[Stored entries]
===

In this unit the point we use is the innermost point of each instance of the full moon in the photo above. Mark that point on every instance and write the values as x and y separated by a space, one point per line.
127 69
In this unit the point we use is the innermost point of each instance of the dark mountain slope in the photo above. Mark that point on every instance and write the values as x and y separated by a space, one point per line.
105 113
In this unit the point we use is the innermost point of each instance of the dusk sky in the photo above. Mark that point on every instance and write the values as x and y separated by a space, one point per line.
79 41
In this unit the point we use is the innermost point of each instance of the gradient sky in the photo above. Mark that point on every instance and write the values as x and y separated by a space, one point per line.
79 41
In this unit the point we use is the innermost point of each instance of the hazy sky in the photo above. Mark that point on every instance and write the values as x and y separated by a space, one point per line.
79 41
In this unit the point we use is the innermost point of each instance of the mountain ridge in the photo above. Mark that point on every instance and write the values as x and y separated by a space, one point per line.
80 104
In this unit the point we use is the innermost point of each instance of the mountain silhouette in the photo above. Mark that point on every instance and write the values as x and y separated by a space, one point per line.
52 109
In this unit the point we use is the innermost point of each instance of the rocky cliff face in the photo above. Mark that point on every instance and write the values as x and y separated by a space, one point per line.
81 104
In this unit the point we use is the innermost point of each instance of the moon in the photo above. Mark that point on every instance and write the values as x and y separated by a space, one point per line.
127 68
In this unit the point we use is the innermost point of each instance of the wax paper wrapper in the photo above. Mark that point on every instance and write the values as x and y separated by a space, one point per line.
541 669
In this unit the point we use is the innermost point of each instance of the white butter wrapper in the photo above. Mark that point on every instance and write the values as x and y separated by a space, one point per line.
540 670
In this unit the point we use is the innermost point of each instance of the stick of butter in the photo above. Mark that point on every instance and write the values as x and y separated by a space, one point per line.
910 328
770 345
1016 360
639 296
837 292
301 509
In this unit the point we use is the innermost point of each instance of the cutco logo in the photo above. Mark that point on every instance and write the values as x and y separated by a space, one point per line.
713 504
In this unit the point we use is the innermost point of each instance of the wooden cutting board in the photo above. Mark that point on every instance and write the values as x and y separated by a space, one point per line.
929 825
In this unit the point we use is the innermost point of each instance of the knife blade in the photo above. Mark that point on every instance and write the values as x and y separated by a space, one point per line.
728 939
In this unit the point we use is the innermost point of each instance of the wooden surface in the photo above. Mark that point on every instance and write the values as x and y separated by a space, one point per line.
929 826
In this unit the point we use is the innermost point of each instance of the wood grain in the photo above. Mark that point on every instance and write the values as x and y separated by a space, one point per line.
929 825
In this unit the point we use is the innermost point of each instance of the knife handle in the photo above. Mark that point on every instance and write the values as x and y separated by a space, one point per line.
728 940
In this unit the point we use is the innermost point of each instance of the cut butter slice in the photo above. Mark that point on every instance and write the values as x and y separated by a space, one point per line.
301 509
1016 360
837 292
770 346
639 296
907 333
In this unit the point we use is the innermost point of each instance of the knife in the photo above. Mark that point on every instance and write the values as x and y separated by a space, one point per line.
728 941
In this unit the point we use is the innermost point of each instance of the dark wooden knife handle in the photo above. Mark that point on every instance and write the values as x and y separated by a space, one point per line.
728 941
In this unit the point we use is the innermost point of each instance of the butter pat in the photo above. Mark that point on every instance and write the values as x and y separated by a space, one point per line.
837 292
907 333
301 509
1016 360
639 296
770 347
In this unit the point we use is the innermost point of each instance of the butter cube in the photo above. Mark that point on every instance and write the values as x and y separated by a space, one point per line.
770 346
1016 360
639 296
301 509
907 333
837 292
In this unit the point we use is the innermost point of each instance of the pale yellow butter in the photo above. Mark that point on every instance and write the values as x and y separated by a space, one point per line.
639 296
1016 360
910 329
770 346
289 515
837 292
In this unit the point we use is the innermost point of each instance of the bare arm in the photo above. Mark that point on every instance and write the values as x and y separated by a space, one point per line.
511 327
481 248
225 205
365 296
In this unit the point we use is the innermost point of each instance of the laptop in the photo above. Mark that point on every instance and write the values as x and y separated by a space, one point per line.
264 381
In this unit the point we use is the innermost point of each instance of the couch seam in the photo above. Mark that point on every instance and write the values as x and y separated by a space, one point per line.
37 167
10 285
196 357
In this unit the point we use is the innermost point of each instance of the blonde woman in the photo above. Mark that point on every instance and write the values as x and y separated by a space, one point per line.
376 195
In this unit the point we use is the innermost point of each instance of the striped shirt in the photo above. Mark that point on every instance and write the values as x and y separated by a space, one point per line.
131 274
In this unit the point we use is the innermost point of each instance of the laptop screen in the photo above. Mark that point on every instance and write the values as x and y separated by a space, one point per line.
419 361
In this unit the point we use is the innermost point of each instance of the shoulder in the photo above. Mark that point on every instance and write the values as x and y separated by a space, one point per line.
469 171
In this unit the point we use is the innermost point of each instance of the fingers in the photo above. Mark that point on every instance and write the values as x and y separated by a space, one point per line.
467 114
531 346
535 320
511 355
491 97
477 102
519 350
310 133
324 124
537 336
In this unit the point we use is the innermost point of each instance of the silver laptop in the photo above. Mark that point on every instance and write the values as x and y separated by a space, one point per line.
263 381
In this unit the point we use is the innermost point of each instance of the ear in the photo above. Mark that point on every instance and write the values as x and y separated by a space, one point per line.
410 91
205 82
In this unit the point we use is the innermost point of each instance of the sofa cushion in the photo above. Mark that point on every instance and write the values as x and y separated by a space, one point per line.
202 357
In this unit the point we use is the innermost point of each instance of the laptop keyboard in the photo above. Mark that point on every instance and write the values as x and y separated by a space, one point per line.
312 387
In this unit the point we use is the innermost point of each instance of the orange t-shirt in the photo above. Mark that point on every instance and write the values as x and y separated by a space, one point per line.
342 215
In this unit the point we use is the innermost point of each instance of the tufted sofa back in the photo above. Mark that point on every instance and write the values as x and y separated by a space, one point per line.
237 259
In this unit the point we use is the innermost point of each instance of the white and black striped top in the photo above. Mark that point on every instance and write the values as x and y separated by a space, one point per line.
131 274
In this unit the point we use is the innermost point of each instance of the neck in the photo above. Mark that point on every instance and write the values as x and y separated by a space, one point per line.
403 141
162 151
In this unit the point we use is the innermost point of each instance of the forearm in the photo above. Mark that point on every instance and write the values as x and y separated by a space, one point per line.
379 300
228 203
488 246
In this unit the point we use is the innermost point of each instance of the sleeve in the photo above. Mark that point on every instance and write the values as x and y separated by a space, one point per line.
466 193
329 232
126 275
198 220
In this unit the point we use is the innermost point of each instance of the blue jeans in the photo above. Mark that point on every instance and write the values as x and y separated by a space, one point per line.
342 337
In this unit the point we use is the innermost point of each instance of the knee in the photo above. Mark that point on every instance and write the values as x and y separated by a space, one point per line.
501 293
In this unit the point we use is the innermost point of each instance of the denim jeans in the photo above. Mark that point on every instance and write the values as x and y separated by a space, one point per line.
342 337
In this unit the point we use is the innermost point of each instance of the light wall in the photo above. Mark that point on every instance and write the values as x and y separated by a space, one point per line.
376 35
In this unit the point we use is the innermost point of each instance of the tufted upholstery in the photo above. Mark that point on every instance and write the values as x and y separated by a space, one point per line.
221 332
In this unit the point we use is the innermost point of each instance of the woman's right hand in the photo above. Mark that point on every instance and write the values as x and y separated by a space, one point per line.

===

What the task asks
Repeat all of the data shown above, exactly as it appears.

Finished task
In this unit the point we use is the innermost point of each instance of the full moon in the photo above. Mark that point on every instance and write the values as x and y separated by a space, one point per line.
127 69
In this unit the point we use is the innermost point of each instance of the dark mountain slope in the photo above. Mark that point on every instance and write the values as x and y separated by a space, one point per line.
105 113
In this unit the point we use is the innermost point of each instance of the dusk sky in the photo above. Mark that point on every instance and write the values as x and y separated by a space, one point per line.
79 41
In this unit the point we use is the innermost point of each instance of the gradient sky in the photo above. Mark that point on every instance and write the values as x and y separated by a space, one point per line.
79 41
In this unit the point we use is the innermost point of each instance of the hazy sky in the photo above. Mark that point on every instance and write the values as x and y separated by a space, one point per line.
79 41
In this unit the point we use is the innermost point of each instance of the mountain ridge in the photo above. Mark that point on every instance and write the values as x and y separated by a space, one point per line.
80 104
In this unit the point we use is the innermost point of each instance of the mountain silhouette in the photo above. Mark that point on every instance and write the values as x and y separated by a space, one point per line.
52 109
In this unit the point we use is the innermost point of each instance of the rocky cliff face in the photo above. Mark that point on every instance and write the values as x and y separated by a space, one point per line.
81 104
In this unit the point we use is the innermost point of each instance of the moon in the photo above. Mark that point on every instance and write the values as x and y separated by a space, one point per line.
127 68
In this unit the point we use is the innermost point of each instance of the wax paper wrapper in the photo above. Mark that point on every instance and write the values as x and y separated by a space, one point per line.
541 669
In this unit the point we use is the innermost point of each instance of the white butter wrapper in the photo above. Mark that point on every instance and write the values as x and y separated by a space, one point per line.
540 670
In this unit the point we use is the innermost point of each instance of the stick of butter in the photo above. Mark that point on every instance and write the values as x and y separated by a space, one point per line.
910 328
770 345
1016 360
639 296
837 292
301 509
In this unit the point we use is the innermost point of each instance of the cutco logo in the photo above. Mark that point on every instance and write the values as x and y separated by a space, one point per line.
713 504
In this unit the point we use is the innermost point of each instance of the wooden cutting board in the photo above. Mark that point on every instance and write the values as x and y separated by a space, one point per line.
929 825
In this unit the point we use is the innermost point of each instance of the knife blade in the photo above. Mark that point on every instance and write the values as x and y separated by a space, one point per line.
728 939
In this unit the point we use is the innermost point of each instance of the wooden surface in the photo above. Mark that point on every instance and write the values as x and y separated by a space, one point per line.
929 826
In this unit the point we use is the innermost point of each instance of the wood grain in the photo above. Mark that point on every instance and write the values as x and y separated by a space, one point per line.
929 825
In this unit the point we use is the innermost point of each instance of the knife handle in the photo above. Mark that point on every instance and write the values as x and y separated by a space, one point per line.
728 940
In this unit the point we use is the innermost point of each instance of the cut butter slice in the photo above. Mark that point on every instance and write the values as x and y separated by a space, one point per line.
301 509
1016 360
837 292
770 346
639 296
907 333
In this unit the point we use is the innermost point of each instance of the knife in the photo above. Mark that point on every instance and write the values as x and y separated by a space, one point per line.
728 941
In this unit the point we use is the innermost point of each instance of the dark wooden knife handle in the photo above. Mark that point on every instance and write the values as x and y separated by a space, one point per line.
728 941
In this unit the point we use is the innermost point of each instance of the butter pat in the photo above. Mark that point on every instance and write the values as x and y separated by a space, one point per line.
837 292
907 333
301 509
1016 360
639 296
770 347
In this unit the point we use is the innermost point of each instance of the butter cube in the photo above. Mark that point on every instance and write the values as x and y separated by a space, one point per line.
770 346
1016 360
639 296
301 509
907 333
837 292
In this unit the point we use is the innermost point of each instance of the pale yellow butter in the photo above. Mark that point on every instance and write the values as x and y separated by a space, one point per line.
639 296
1016 360
910 329
770 346
289 515
837 292
In this unit the point we use is the innermost point of each instance of the bare arm in the photo above. Mark that point on every instance and write the values as x and y separated by a space, one point per line.
511 327
481 248
225 205
365 296
In this unit the point we use is the innermost point of each instance of the laptop in the photo above. Mark that point on every instance and write the values as x and y separated by a space, one point per line.
264 381
In this unit the point we use is the innermost point of each instance of the couch seam in the photo above. Mark that point on every instance and write the values as x and y separated by a space, one point per line.
37 167
10 285
196 357
In this unit the point we use is the innermost point of each instance of the blonde woman in the photo above. Mark that point on every instance and write the values as x and y separated by a space, one point per line.
376 195
In this unit the point we use is the innermost point of each instance of the striped shirt in the photo above. Mark that point on every instance and write the values as x and y separated by a space, one point per line.
131 274
In this unit the point we use is the innermost point of each instance of the laptop screen in the photo above. Mark that point on every instance and write the values as x and y separated by a space, one point per line.
419 361
In this unit the point we use is the innermost point of each instance of the shoulder in the photo above. Mark that point on every instance and write the values as x and y separated by a space, one point per line.
469 171
In this unit the point we use is the innermost point of each instance of the fingers in the photo above. Mark that point on every instance and write the values as x and y separated by a space, one point per line.
467 114
531 346
535 320
511 355
491 97
477 102
519 350
310 133
324 124
537 336
In this unit the point we use is the innermost point of each instance of the silver laptop in the photo above. Mark that point on every instance and write the values as x and y separated by a space, one point per line.
263 381
In this unit the point we use is the innermost point of each instance of the ear in the photo above. Mark that point on every instance and write the values as x and y separated by a space, one point per line.
410 91
205 82
In this unit the point we use is the innermost point of each instance of the sofa cushion in the photo above. Mark that point on every instance and write the values as x and y separated by a space, one point per line.
202 357
In this unit the point we use is the innermost point of each instance of the laptop keyboard in the photo above. Mark that point on every instance and write the values as x and y separated by a space, one point per line.
312 387
In this unit the point we use is the innermost point of each instance of the orange t-shirt in the photo above. Mark that point on every instance and write the values as x and y separated by a space, one point per line.
342 215
In this unit the point we use is the innermost point of each instance of the tufted sofa back in the photo above. Mark that point on every instance and write the values as x and y separated by a space, one point per line.
237 259
In this unit the point we use is the innermost point of each instance of the white and black striped top in the photo above. Mark that point on every instance and write the values as x and y separated by a space, one point per line.
131 274
In this unit the point we use is the innermost point of each instance of the neck in the photo above. Mark that point on every instance and write the values as x and y separated by a space, one point per line.
403 141
162 151
In this unit the point we use is the innermost point of each instance of the forearm in the photo above. Mark that point on every instance and write the values as x and y separated by a space, one point per line.
379 300
228 203
488 246
In this unit the point we use is the innermost point of each instance of the sleeve in the photo above. Mark that point on every instance and write the values as x and y separated by a space, one point per line.
466 193
329 232
126 275
198 220
In this unit the point we use is the innermost point of each instance of the blue jeans in the photo above. Mark that point on every instance and write the values as x and y separated by a space, one point per line.
342 337
In this unit the point we use is the innermost point of each instance of the knee in the photo above. Mark that point on every instance and write the values as x and y separated by a space, one point per line.
501 293
In this unit the point we use is the innermost point of each instance of the denim jeans in the photo above. Mark that point on every instance and write the values as x and y separated by a space, one point per line.
342 337
In this unit the point we use is the innermost point of each instance of the light wall in the photo above. Mark that point on every instance and write the values as x and y separated by a space, one point per line.
376 35
In this unit the point we use is the innermost point of each instance of the tufted upholstery in the photo above. Mark that point on every instance and write the values as x and y separated by a space, one point per line.
221 332
In this unit the point we use is the innermost point of each instance of the woman's right hand in the photo above. Mark that point on every instance and write the values as x and y separated by a space, one point per line.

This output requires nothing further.